EXCERPT —
★ ★ ★ ★ ★ ★ ★

Crime and punishment

SKETCHES - Ana Marie Pamintuan - The Philippine Star

There’s one aspect of K-drama that makes them so enjoyable: even the rich and powerful are held accountable for wrongdoing and punished.

It’s escapist entertainment for people like us living in a society where the arm of the law is appallingly short, and where wealth and power protect all sorts of crooks.

South Korea has had its share of corruption and other scandals, plus dictators and other gross human rights violators. But the Koreans have sent so many of their former presidents to prison for various offenses, as well as top executives of chaebols or family-owned business conglomerates including their children.

Among the most memorable cases of Korean crime and punishment was “nutgate.”

The vice president of Korean Air (and daughter of the airline’s chairman and CEO), Heather Cho, a.k.a. Cho Hyun-ah, assaulted a flight attendant and the cabin crew chief on a Seoul-bound Korean Air flight before takeoff at JFK International Airport in New York on Dec. 5, 2014.

★ ★ ★ ★ ★ ★ ★

PROVIDED DATA —

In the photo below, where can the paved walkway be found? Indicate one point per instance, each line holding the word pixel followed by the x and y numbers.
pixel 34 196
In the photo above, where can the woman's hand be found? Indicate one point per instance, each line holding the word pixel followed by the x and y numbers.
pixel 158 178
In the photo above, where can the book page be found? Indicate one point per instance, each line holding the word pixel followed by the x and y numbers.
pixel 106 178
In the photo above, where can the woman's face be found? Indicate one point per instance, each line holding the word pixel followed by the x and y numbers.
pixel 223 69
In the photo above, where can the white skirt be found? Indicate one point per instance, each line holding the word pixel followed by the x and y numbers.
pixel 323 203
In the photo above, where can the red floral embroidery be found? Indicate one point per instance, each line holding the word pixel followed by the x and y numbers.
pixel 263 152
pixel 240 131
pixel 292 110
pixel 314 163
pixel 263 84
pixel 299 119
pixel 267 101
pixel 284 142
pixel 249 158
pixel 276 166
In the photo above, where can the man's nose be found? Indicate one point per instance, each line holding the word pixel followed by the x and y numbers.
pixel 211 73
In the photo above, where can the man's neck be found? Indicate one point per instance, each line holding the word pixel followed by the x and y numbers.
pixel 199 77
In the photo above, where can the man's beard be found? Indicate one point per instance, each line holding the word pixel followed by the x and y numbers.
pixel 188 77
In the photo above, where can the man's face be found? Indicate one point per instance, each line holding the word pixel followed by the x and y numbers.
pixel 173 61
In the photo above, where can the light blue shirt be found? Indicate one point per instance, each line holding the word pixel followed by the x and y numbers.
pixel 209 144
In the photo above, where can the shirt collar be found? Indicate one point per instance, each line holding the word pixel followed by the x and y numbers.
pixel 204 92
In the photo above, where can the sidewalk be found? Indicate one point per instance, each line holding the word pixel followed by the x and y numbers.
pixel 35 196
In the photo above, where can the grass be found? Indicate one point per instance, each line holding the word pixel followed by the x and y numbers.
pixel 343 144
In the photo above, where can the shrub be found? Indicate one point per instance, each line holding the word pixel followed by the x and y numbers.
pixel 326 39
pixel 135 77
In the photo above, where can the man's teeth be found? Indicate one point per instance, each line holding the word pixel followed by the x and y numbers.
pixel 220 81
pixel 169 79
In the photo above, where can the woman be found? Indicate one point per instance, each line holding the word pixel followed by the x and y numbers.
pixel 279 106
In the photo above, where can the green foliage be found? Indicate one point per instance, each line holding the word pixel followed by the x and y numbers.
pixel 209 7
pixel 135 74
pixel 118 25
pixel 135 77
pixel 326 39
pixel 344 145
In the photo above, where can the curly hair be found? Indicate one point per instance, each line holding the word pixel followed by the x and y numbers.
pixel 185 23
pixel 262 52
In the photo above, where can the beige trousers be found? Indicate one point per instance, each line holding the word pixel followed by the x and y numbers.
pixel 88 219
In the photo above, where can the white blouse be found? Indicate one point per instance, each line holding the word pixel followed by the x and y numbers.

★ ★ ★ ★ ★ ★ ★

CHECK YOUR UNDERSTANDING —
a. According to the crime and punishment column, what position did Heather Cho hold at Korean Air?
b. Please continue the crime and punishment column from its last sentence.
The rows are not needed for what follows.

YOUR WRITTEN ANSWERS —
a. She was the vice president of Korean Air.

b.
Cho’s beef: the macadamia nuts were served to her in the original closed plastic packaging instead of on a plate in first class. She reportedly ordered the flight attendant to kneel down, then fired the cabin crew chief and ordered him off the plane, which required making the plane taxi back to the airport gate, delaying the flight by 20 minutes.

A South Korean court found Cho guilty of obstructing aviation safety and sentenced her to 12 months in prison, although she was freed after just five months. The flight attendant and cabin crew chief were returned to their posts in April 2016, and received financial compensation.

Macadamia nut sales reportedly surged in Korea amid the scandal.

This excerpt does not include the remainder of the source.